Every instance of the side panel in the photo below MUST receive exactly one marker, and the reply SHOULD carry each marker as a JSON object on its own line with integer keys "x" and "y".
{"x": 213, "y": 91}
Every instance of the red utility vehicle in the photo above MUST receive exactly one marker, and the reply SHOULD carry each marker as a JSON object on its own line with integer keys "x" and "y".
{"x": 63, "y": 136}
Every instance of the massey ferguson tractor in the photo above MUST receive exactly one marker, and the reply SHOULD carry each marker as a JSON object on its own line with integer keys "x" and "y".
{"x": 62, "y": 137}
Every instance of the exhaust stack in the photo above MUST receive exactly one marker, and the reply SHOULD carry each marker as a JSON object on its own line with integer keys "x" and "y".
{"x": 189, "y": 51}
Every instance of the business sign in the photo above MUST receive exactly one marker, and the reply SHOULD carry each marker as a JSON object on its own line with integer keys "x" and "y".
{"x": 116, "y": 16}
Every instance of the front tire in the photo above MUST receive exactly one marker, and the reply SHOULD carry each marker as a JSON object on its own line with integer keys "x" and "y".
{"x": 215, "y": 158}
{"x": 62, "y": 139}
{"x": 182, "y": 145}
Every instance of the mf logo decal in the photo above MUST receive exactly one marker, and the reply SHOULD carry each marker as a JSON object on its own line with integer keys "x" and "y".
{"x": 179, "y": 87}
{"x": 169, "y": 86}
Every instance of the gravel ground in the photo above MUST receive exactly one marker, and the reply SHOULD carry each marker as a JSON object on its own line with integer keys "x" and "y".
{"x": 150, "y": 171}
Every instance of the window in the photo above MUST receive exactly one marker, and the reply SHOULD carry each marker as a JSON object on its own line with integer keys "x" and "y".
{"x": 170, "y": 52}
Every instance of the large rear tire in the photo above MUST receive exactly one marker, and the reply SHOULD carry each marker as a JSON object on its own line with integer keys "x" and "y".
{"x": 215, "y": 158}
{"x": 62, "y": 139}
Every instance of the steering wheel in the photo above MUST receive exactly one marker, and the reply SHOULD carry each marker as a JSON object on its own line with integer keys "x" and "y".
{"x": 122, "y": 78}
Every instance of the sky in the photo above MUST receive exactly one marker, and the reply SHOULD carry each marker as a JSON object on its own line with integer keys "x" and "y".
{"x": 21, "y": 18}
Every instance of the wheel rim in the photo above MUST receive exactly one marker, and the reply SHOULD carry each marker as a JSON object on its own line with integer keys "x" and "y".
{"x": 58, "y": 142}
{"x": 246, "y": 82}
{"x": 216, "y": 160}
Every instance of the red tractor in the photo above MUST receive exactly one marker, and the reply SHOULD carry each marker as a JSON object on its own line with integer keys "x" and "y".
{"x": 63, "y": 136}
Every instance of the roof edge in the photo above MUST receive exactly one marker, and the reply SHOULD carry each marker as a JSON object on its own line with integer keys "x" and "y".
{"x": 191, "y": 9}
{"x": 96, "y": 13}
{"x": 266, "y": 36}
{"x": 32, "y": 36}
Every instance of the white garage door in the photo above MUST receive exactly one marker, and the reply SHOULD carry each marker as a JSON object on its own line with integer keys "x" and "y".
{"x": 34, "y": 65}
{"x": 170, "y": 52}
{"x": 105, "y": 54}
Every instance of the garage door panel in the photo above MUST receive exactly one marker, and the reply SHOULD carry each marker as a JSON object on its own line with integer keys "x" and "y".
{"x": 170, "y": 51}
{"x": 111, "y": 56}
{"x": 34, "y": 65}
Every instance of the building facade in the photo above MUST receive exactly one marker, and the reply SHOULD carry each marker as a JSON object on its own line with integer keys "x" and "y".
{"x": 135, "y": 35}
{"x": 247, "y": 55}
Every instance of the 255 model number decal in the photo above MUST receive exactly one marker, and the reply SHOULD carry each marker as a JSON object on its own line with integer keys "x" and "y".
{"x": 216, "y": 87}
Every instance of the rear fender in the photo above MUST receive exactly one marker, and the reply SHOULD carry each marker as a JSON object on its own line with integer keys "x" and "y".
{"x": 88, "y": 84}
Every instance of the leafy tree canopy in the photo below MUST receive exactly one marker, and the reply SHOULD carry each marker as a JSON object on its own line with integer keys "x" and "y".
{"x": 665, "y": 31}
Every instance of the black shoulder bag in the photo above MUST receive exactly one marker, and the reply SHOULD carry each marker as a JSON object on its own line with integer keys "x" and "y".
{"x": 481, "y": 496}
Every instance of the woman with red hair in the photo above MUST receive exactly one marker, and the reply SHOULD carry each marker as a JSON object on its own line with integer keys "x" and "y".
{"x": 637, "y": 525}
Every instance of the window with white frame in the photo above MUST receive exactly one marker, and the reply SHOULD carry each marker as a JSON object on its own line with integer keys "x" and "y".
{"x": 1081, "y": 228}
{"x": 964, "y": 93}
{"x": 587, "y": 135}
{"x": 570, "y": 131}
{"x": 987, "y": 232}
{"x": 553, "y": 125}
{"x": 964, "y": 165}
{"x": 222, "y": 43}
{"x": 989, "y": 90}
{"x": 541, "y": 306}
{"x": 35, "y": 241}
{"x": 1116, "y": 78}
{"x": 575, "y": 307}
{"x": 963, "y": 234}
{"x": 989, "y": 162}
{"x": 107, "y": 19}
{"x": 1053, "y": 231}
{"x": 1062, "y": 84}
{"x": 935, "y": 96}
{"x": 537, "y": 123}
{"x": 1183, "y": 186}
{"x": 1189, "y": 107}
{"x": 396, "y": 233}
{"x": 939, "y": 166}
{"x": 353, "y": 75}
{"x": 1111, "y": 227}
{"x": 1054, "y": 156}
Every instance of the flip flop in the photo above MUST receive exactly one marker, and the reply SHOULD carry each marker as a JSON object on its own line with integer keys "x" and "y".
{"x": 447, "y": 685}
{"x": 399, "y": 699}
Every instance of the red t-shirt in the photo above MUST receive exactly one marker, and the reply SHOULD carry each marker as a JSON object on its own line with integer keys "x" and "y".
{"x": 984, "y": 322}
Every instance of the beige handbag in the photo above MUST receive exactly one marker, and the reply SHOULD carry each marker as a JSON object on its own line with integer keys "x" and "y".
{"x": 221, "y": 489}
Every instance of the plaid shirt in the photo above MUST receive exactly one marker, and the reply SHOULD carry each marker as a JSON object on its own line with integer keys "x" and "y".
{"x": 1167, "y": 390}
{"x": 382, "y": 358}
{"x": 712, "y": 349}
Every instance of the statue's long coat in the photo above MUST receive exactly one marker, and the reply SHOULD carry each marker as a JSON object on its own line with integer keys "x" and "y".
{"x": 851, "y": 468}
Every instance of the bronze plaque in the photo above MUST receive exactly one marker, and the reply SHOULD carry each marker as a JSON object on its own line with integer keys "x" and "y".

- - - - - - -

> [Written exercise] Write out all of the entries above again, word for word, without changing anything.

> [Right answer]
Every instance of the side panel in the photo below MUST receive exactly one marker, and the reply SHOULD carry each marker as a JSON object on its own line with integer keys "x" and "y".
{"x": 213, "y": 91}
Every instance of the red utility vehicle in the photo above MUST receive exactly one marker, and the reply SHOULD carry each marker as a JSON object on its own line with integer keys "x" and "y".
{"x": 63, "y": 136}
Every instance of the massey ferguson tractor in the photo above MUST receive exactly one marker, and the reply SHOULD carry each marker as a JSON object on its own line with integer keys "x" and "y".
{"x": 62, "y": 137}
Every instance of the exhaust stack in the photo above MUST receive exactly one marker, and the reply SHOULD carry each marker as a JSON object on its own line with integer keys "x" and "y".
{"x": 189, "y": 51}
Every instance of the business sign in the photo above MUST receive exactly one marker, and the reply SHOULD carry each marker as a JSON object on its own line with integer keys "x" and "y".
{"x": 116, "y": 16}
Every instance of the front tire in the photo above MUST receive exactly one marker, and the reply SHOULD carry each marker as a JSON object on its own line with integer keys "x" and "y".
{"x": 215, "y": 158}
{"x": 62, "y": 139}
{"x": 182, "y": 145}
Every instance of the mf logo decal in the photo above MUST receive exactly one marker, and the reply SHOULD carry each marker as a JSON object on its own line with integer keys "x" and "y".
{"x": 179, "y": 87}
{"x": 169, "y": 86}
Every instance of the gravel ground in the photo above MUST receive exactly one marker, and the reply SHOULD carry each marker as a JSON object on its own line with integer keys "x" and "y".
{"x": 150, "y": 171}
Every instance of the window in the photo above MUST receive exactly one marker, and the reply SHOULD carry each marker as a JSON object on its own line with integer keys "x" and "y".
{"x": 170, "y": 52}
Every instance of the large rear tire in the photo above MUST receive exactly one marker, and the reply SHOULD carry each marker as a JSON object on its own line with integer keys "x" and "y".
{"x": 215, "y": 158}
{"x": 62, "y": 139}
Every instance of the steering wheel in the photo above MUST receive exactly one marker, and the reply SHOULD carry each marker as a JSON object on its own line with integer keys "x" and "y".
{"x": 122, "y": 78}
Every instance of the sky in the photo above MUST receive exactly one marker, and the reply SHOULD carry each marker as a JSON object on its own line with integer keys "x" and "y".
{"x": 21, "y": 18}
Every instance of the wheel rim in the photo above MUST receive exactly one marker, and the reply SHOULD carry each marker as a JSON object on its own line with integer keys "x" and "y".
{"x": 58, "y": 142}
{"x": 246, "y": 82}
{"x": 216, "y": 160}
Every instance of the red tractor in the photo above MUST receive exactly one marker, and the reply SHOULD carry each marker as a JSON object on its own line with integer keys "x" and "y".
{"x": 63, "y": 136}
Every instance of the roof edge in the photo above MUST receive exactly one marker, and the reply SHOULD carry each marker as a JSON object on its own line with integer keys "x" and "y".
{"x": 191, "y": 9}
{"x": 96, "y": 13}
{"x": 266, "y": 36}
{"x": 32, "y": 36}
Every instance of the white garage door in the photo above MUST receive exactly one marker, and the reply SHOULD carry each marker as a JSON object on its own line with integer keys "x" and "y".
{"x": 34, "y": 65}
{"x": 170, "y": 52}
{"x": 105, "y": 54}
Every instance of the garage door panel in the photo above MUST receive exactly one marker, and the reply SHOULD carry each marker as a JSON object on its own line with integer keys "x" and "y".
{"x": 170, "y": 51}
{"x": 111, "y": 56}
{"x": 34, "y": 65}
Every instance of the building facade in the photo above MUST receive exactly one marker, and the reply SHOULD carry each marker as a JSON object on its own line with integer keys "x" and "y".
{"x": 135, "y": 35}
{"x": 247, "y": 55}
Every instance of the 255 model number decal in the photo above MUST receive exactly one marker, and the reply SHOULD carry each marker as a JSON object on its own line with integer keys "x" and "y".
{"x": 216, "y": 87}
Every instance of the rear fender in the photo above MUST receive exactly one marker, and the reply SHOULD carry each marker as a JSON object on its own line with integer keys "x" and "y".
{"x": 88, "y": 84}
Every instance of the leafy tree canopy in the photo below MUST receive exactly one marker, and the reply SHOULD carry each marker as a JSON object on its own line with integer keys "x" and "y".
{"x": 665, "y": 31}
Every instance of the black shoulder bag in the photo above MUST receive exactly one marker, and the reply SHOULD carry each marker as a JSON object on its own line with integer keys "x" and "y".
{"x": 481, "y": 496}
Every instance of the woman with red hair in the photo above MUST receive exactly one marker, and the reply SHOULD carry each marker as a JSON object on its own line with integer keys "x" and "y".
{"x": 637, "y": 525}
Every instance of the window with white frame in the photo above MUST receive exactly one marker, and the reply SHOULD carry each marker as a JSON object on its own line with integer keys "x" and "y".
{"x": 1081, "y": 228}
{"x": 964, "y": 93}
{"x": 587, "y": 135}
{"x": 570, "y": 131}
{"x": 987, "y": 232}
{"x": 553, "y": 125}
{"x": 964, "y": 165}
{"x": 222, "y": 43}
{"x": 989, "y": 90}
{"x": 541, "y": 306}
{"x": 35, "y": 241}
{"x": 1116, "y": 78}
{"x": 575, "y": 307}
{"x": 963, "y": 234}
{"x": 989, "y": 162}
{"x": 107, "y": 19}
{"x": 1053, "y": 231}
{"x": 1062, "y": 84}
{"x": 935, "y": 96}
{"x": 537, "y": 123}
{"x": 1183, "y": 186}
{"x": 1189, "y": 107}
{"x": 396, "y": 233}
{"x": 939, "y": 166}
{"x": 353, "y": 75}
{"x": 1111, "y": 227}
{"x": 1054, "y": 156}
Every instance of the flip flop in the photo above MUST receive exactly one marker, and the reply SHOULD carry each marker as a JSON object on its own line with integer keys "x" and "y".
{"x": 447, "y": 685}
{"x": 399, "y": 699}
Every instance of the red t-shirt in the photo above MUST receive exactly one marker, and the reply SHOULD carry each marker as a JSON object on its own line with integer keys "x" and "y".
{"x": 984, "y": 322}
Every instance of the beige handbag in the photo above MUST receive exactly one marker, and the reply SHOULD carry each marker as a JSON object on its own line with integer keys "x" and "y".
{"x": 221, "y": 489}
Every instance of the plaid shirt in the photo above MUST receive exactly one marker, and the reply SHOULD carry each marker as a JSON object on its own line with integer keys "x" and "y".
{"x": 1167, "y": 390}
{"x": 382, "y": 358}
{"x": 712, "y": 349}
Every instance of the statue's long coat in the photo above MUST receive exactly one marker, and the reply SHOULD carry each marker as a JSON object on its own line with integer keys "x" and "y".
{"x": 851, "y": 468}
Every instance of the bronze plaque in the photo above MUST receive exactly one marker, and the reply SHOULD carry each marker as a JSON object on its own line with integer keys "x" and "y".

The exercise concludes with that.